►

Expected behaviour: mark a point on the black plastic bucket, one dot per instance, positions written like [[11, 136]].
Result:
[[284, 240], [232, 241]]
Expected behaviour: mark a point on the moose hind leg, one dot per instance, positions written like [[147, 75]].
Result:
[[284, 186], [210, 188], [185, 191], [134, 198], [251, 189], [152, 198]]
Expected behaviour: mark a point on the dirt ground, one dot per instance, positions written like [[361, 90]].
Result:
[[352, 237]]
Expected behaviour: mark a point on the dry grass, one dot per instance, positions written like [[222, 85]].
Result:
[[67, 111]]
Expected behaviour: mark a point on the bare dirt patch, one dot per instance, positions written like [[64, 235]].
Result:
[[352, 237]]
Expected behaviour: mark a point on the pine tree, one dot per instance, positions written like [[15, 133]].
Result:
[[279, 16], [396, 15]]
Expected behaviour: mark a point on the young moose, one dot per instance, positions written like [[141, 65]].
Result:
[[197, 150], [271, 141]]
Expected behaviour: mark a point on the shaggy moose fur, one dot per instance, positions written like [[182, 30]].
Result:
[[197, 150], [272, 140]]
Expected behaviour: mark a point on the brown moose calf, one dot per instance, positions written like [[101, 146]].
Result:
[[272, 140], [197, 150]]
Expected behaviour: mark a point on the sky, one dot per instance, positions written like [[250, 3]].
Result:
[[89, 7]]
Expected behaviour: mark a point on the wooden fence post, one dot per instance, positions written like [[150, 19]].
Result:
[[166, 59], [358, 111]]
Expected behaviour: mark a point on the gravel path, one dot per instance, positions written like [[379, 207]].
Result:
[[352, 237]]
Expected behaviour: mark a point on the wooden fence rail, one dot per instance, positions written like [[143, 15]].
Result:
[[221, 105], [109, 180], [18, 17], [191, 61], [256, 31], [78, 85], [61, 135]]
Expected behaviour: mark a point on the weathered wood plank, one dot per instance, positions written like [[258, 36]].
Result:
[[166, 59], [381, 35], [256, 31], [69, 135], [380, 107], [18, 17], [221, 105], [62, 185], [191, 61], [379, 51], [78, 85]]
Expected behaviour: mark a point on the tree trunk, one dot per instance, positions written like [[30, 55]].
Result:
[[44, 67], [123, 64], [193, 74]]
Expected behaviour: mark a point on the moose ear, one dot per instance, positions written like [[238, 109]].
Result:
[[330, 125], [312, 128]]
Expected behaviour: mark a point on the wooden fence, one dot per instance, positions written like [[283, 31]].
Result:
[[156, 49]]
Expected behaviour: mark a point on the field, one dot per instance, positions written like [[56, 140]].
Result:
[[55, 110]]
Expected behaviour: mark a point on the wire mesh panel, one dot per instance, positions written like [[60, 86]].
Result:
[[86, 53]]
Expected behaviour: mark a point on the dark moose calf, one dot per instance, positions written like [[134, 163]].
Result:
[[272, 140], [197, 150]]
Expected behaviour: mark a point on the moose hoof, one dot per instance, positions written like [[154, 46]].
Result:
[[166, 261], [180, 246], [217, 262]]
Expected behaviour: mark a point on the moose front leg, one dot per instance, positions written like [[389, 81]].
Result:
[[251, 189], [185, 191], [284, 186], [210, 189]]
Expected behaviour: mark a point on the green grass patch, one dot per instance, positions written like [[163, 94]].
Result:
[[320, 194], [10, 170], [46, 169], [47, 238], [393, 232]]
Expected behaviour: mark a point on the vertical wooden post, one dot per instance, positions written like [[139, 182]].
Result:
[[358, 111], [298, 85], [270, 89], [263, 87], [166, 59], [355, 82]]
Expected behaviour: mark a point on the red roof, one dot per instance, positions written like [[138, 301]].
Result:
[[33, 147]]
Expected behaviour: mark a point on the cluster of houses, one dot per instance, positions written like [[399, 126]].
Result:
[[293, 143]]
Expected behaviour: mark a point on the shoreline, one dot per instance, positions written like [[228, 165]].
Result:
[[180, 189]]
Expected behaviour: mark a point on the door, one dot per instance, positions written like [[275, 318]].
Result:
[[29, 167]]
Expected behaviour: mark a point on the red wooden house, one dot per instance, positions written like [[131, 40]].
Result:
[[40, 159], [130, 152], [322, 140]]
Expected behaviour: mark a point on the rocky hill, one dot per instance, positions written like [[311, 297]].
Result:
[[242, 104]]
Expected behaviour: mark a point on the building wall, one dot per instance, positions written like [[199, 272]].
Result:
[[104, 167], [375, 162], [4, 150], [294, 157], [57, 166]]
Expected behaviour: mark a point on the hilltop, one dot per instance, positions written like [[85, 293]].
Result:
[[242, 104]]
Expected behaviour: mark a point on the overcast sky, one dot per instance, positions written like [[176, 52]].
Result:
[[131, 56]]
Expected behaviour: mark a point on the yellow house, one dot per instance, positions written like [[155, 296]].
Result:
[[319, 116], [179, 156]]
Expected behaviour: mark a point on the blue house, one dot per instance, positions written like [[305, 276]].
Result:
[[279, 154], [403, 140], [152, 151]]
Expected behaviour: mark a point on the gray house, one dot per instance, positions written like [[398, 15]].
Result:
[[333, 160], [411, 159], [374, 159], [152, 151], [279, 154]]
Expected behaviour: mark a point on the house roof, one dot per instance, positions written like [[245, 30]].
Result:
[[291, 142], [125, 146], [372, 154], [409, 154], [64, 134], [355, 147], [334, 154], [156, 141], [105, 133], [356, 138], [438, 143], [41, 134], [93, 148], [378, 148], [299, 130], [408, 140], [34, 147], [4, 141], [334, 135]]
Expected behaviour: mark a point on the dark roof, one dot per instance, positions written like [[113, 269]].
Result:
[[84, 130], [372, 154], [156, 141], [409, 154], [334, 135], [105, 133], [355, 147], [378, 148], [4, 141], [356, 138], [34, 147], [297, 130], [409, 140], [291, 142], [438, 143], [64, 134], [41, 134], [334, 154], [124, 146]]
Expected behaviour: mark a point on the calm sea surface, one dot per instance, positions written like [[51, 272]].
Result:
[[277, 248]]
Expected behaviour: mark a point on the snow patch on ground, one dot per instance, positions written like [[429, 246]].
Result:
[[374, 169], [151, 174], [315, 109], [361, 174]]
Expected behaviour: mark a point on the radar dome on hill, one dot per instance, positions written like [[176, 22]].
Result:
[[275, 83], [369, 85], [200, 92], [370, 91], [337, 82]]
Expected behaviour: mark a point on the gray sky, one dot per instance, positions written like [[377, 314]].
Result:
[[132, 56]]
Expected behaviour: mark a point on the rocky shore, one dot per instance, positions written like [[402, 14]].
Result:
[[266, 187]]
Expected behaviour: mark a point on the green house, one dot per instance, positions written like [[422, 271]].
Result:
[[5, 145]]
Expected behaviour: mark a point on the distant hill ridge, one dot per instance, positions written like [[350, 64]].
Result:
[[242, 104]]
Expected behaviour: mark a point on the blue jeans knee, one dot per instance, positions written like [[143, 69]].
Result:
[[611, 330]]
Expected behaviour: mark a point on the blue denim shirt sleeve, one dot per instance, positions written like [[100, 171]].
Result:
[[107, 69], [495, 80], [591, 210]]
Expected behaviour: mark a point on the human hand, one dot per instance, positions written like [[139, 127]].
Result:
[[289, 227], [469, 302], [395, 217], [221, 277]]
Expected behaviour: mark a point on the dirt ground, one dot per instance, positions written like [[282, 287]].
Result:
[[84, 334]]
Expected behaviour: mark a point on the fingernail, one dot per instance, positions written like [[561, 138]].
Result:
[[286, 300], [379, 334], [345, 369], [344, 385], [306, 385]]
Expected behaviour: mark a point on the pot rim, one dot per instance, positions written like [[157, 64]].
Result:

◄

## Work instructions:
Check the lines above for the word "fence" and give the number of lines where it appears, with no other text.

## Your solution:
3